Problems to work on
1) Quote the night ride account between "For the YACF" and "on any bike...", inclusive.
2) Pick up the night ride account after its final sentence and keep writing it.

Text provided

# Strangers in the Night ...



## Arch (19 Sep 2010)

For the YACF thread that inspired it all: 

http://yacf.co.uk/fo...p?topic=36874.0

A few weeks back, User10119 pointed me at the YACF forum, where a couple of night rides to the coast from York were being organised. I missed out on doing the official FNRttC back in June, due to work, so I leapt at the chance... And since I wanted to use the trike, and trikes on trains can be at the whim of the guard, and are officially _verboten_, I'd have to ride back. So, there's my chance to kill 3 birds with one stone - first night ride, first 100 miles on trike, and first 200km on any bike...

We arranged to meet by midnight, at the station. Alas, Aidan, who'd set the whole thing up, knackered his knee on the way over to York, and had to drop out, but enough of us had GPS/maps/a vague idea to be confident of finding our way. I rolled up just after 11pm, to find several folk already there - Hulver I knew already, but the rest were new to me in the flesh - although MrCharley turns out to be the Dad of someone I do know.... While we waited for a quorum, we nattered, and confused the station manager who approached us with a worried expression, clearly wondering how 7 or 8 cyclists were going to get on the remaining 2 trains out... We assured him that we were leaving on our own wheels. We also gave some hostel advice to a chap who had got off a train in York, but apparently needed to be in Scarborough and was under the impression that it wasn't far away. On being told we were riding there, he asked if we had a bike spare...

CrinklyLion arrived on the stroke of midnight, laden with cake, and off we went. Our progress out of town was fine, but not really much different to just cycling home from the pub. Once we got to the ring road, and got on the A166 though, it was a completely new experience for me - blackness, lights floating in my mirrors, cars approaching and passing with bewildered care. I enjoyed the sight of my shadow illuminated by the riders behind - a very odd squat alien egg shape, with wheels and mirrors. The moon was 3/4 full, and low in the sky, and there were more stars than you ever see in town. Indeed, at a brief comfort and layer-shedding stop, we had a chance to play with the i-phone astronomy app, and identify Jupiter.

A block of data
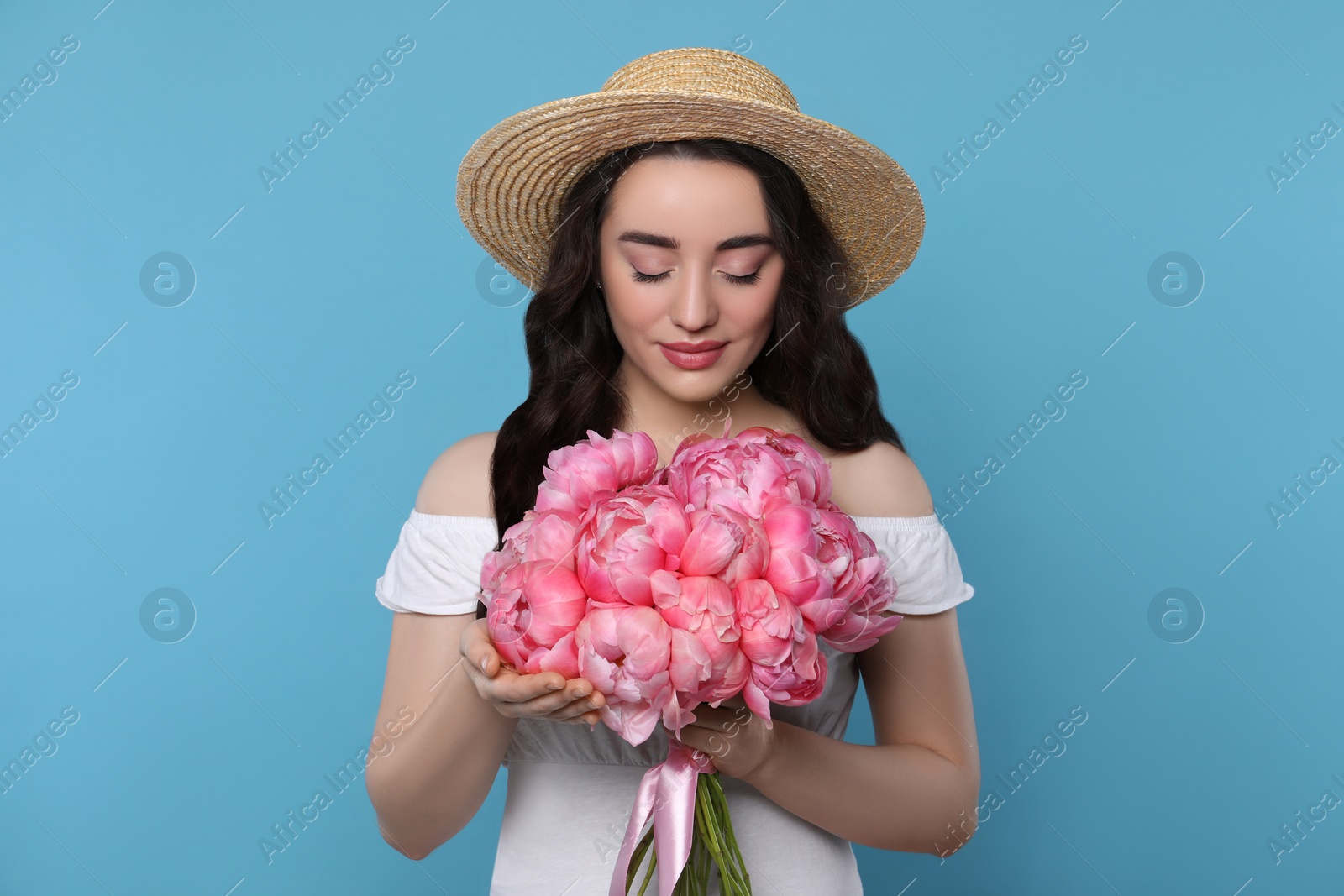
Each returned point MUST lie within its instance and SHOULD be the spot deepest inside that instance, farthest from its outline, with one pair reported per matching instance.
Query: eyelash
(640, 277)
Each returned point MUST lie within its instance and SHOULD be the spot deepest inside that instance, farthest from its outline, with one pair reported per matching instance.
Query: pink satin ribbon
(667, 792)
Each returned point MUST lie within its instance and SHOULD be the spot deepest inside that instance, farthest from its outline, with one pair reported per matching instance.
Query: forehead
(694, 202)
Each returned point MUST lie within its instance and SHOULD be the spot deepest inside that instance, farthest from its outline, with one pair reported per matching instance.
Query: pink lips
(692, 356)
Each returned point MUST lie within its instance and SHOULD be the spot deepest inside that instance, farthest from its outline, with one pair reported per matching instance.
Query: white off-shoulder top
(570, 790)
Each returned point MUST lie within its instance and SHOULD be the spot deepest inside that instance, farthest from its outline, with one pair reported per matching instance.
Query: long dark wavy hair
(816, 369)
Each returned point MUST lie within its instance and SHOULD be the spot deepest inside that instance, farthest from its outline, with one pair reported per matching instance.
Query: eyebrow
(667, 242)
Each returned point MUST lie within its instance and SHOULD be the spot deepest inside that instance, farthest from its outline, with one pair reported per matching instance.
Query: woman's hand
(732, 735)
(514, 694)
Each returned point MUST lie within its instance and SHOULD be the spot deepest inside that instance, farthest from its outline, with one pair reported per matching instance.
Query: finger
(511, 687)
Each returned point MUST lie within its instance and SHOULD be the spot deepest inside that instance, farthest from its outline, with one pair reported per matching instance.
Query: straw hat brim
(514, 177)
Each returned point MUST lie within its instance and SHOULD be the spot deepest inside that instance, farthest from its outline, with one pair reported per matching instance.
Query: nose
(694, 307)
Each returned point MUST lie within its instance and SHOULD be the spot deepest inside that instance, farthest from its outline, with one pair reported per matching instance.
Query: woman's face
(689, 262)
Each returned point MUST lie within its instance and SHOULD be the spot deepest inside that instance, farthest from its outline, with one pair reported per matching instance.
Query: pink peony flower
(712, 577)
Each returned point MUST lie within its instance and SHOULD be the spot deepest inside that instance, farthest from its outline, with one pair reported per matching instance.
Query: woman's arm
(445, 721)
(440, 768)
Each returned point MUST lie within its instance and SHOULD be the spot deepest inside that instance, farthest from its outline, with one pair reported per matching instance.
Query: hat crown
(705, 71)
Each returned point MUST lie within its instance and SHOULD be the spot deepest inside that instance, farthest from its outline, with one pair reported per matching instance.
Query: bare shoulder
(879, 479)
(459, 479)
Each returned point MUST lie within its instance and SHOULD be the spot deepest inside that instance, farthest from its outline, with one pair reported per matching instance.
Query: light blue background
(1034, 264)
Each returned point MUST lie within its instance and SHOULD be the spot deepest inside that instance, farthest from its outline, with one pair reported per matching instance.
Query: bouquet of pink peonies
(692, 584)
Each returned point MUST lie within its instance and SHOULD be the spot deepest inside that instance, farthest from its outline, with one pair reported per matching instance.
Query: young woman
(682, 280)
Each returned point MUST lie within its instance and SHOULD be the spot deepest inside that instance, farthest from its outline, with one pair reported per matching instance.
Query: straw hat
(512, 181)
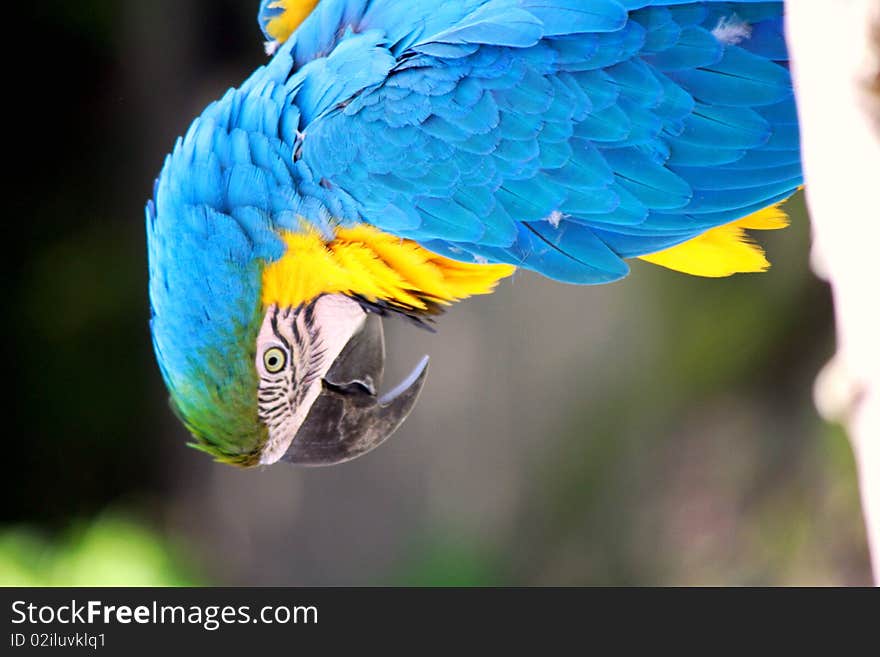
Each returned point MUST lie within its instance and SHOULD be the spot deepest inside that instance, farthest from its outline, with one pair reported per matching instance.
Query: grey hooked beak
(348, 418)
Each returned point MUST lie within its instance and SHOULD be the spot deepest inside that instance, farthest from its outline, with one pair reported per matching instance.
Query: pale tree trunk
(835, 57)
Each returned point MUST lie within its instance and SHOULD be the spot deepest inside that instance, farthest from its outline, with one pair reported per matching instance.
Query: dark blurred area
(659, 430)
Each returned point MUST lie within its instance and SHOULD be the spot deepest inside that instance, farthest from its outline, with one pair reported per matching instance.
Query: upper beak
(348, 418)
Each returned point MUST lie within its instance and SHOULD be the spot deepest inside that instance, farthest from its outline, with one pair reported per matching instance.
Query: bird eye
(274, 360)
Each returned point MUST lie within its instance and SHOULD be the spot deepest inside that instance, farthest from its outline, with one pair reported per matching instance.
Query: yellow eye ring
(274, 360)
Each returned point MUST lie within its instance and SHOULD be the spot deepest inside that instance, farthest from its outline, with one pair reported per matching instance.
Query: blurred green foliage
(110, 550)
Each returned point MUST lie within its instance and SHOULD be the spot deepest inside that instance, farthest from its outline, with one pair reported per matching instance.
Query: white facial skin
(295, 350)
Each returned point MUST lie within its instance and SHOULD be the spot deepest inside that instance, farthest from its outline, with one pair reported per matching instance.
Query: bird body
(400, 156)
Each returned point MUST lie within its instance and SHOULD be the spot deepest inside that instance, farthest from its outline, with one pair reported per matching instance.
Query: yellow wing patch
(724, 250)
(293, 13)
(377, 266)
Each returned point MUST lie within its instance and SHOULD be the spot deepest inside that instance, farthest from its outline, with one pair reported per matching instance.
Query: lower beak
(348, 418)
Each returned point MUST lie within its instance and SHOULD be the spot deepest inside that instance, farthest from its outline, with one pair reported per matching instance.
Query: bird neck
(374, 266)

Answers per task
1)
For the YACF thread that inspired it all: 

http://yacf.co.uk/fo...p?topic=36874.0

A few weeks back, User10119 pointed me at the YACF forum, where a couple of night rides to the coast from York were being organised. I missed out on doing the official FNRttC back in June, due to work, so I leapt at the chance... And since I wanted to use the trike, and trikes on trains can be at the whim of the guard, and are officially _verboten_, I'd have to ride back. So, there's my chance to kill 3 birds with one stone - first night ride, first 100 miles on trike, and first 200km on any bike...

2)
On the main road we were soon through Stamford Bridge, and onto the back roads - just as dark, but no white lines, or passing traffic at all. Heading to Pocklington we set some farm dogs barking - at least the first couple barked, the rest howled, long after we'd passed. We imagined a bemused farmer coming out with shotgun, scratching his head at what on earth set the dogs off... At Yapham Mill we stopped for User10119 to ring ahead to arrange our food stop - her Mum was housesitting and kindly offered to give us hot drinks and sandwiches. Cake we had with us! It was a most welcome break, as many of us were getting very cold, and my feet were like ice. So tempting to just stay the night.... But no, on we go. After Pocklington we knew that the hills would begin, which would help keep us warm.

And begin they did, just after Nunburnholme with a stiff little climb. In the dark of course, you can't see the hill, and I had the added challenge of not being able to see which gear I was in. A steep hill gave you a clue as to the gradient ahead, as the rear lights ahead rose up, but a lot of it was down to reading the feeling in your legs. But I managed, and we rolled up and down for some time. Traffic was non-existant - the first vehicle we saw for the next hour or so was a milk lorry. After Garton on the Wolds we turned right and percieved that the road was very slightly going up hill. And continued to do so, for over a mile. Not very steep, just relentless. Silence fell, and I could see rear lights ahead, and, in my mirror, front lights, but also retroreflective strips on people's leggings reflecting my multitude of rear lights. It was like red lanterns, bobbing up and down, very serene. I also glanced to the east and was pleased to see a thin strip of lighter sky beneath the clouds. But soft, what light....?

We regrouped at the top (where I totally missed Sir Tatton Sykes' monument in the dark, an enormous stone tower) and then it was through Sledmere and into some nice gentle contours along the valley. By the time we pulled up in Butterwick to have a route conflab, it was to all intents and purposes light. I realised that it was the first time I've watched dawn come up - 41 years it's taken me.

We elected to cut out the Filey arm, as people had trains to catch. I'm sure someone said something about it being all downhill to Scarborough. Except for the massive uphill, that is. Still, the descent of Staxton hill was grand, albeit a little bit illegal, as the road was actually closed for surfacing work. From the bottom of that road, it was A64 into Scarborough - busier than anything so far, but not so bad at 7 in the morning. Annoyingly a lack of signs to the station led to the group riding down to sea level before hauling back up a steep hill to the railway. Once trains had been checked and tickets brought, we retired to the local Wetherspoons for a slap up breakfast, and very welcome it was too!

It had been a thoroughly enjoyable ride, in excellent company. I've always seen the attraction of the FNRttC, but now I really understand the joy of riding in a group at night. The disembodied lights, the silence except for ticking freewheels and tyre hum, the lack of traffic, the stars, the first hint of dawn. A lot of things I recognised from Arallsopp's book, of course, but so nice to actually experience them myself.

The next one is arranged for the end of October, to Whitby. I'm a strong 'probably' for that.

Now, of course, for most of the group, the story ends. But remember, there was the ride back...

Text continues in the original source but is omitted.